_What is expected_: Begin with the line containing "trace: bush; an" and copy each line exactly through the last line of the entries, inclusive.

Items from a dataset
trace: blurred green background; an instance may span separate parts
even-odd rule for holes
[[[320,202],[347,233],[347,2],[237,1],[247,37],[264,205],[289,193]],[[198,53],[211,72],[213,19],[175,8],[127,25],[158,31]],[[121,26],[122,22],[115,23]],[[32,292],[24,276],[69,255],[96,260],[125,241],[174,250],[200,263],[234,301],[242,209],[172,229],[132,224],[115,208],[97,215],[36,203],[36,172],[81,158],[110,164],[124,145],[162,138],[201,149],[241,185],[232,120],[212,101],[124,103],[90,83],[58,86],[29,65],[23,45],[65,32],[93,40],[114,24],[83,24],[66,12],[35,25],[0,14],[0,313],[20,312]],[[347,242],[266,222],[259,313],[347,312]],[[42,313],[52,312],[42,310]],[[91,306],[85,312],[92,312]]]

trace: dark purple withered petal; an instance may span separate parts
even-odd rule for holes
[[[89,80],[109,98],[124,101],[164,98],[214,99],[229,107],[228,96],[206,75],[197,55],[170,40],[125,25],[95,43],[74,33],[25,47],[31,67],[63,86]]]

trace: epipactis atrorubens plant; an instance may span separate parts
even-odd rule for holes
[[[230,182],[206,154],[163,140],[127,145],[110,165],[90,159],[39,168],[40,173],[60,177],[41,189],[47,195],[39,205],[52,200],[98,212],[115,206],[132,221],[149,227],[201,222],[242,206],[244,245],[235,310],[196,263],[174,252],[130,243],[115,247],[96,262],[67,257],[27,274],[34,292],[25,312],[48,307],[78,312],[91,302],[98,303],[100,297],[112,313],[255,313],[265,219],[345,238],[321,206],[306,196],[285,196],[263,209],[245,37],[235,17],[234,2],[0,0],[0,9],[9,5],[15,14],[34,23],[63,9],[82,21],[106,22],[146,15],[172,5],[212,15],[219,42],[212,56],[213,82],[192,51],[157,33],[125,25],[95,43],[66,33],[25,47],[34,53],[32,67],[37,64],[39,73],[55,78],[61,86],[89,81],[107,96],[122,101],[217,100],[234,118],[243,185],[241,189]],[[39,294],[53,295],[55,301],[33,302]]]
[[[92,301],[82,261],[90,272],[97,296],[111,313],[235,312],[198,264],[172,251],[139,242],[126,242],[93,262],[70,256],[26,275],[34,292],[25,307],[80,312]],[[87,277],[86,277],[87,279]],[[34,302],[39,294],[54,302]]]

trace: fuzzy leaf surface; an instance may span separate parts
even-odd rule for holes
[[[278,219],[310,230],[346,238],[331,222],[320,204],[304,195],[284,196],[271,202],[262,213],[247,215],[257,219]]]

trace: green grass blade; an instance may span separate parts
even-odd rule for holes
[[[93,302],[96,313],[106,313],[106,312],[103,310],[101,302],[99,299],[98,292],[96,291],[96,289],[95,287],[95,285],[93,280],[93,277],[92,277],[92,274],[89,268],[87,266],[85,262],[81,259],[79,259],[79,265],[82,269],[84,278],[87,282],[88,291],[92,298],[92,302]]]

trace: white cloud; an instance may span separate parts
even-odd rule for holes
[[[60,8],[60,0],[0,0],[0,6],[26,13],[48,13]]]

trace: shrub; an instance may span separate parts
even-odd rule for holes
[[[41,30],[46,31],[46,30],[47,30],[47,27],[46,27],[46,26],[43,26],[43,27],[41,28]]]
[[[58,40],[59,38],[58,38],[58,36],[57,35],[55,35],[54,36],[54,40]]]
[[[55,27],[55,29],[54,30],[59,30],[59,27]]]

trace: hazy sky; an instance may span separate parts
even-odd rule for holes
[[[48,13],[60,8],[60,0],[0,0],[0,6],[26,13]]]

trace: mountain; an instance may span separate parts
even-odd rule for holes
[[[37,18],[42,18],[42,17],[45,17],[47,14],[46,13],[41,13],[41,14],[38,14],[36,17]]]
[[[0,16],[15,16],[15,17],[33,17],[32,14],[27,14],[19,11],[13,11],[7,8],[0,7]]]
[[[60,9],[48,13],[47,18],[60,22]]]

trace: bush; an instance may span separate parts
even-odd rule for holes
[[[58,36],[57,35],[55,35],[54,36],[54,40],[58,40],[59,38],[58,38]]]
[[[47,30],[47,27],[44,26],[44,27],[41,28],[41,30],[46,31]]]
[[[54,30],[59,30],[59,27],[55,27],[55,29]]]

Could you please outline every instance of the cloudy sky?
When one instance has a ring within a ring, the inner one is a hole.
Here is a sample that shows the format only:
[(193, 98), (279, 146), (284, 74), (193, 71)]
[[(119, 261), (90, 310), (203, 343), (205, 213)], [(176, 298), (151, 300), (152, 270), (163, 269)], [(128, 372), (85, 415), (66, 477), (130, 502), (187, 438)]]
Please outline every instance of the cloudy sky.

_Output for this task_:
trace: bush; an instance may span separate parts
even-odd rule for holes
[[[58,36],[57,35],[55,35],[54,36],[54,40],[58,40],[59,38],[58,38]]]
[[[47,30],[47,27],[44,26],[44,27],[41,28],[41,30],[46,31]]]
[[[54,30],[59,30],[59,27],[55,27],[55,29]]]

Could you please outline every instance of the cloudy sky?
When one instance has a ring within a ring, the inner one is a hole.
Here is a sample that shows the format only:
[(193, 98), (279, 146), (284, 74), (193, 71)]
[[(119, 261), (90, 310), (203, 343), (205, 213)], [(176, 298), (151, 300), (152, 270), (163, 269)], [(128, 372), (85, 415), (66, 477), (130, 502), (187, 438)]]
Please outline every instance of the cloudy sky.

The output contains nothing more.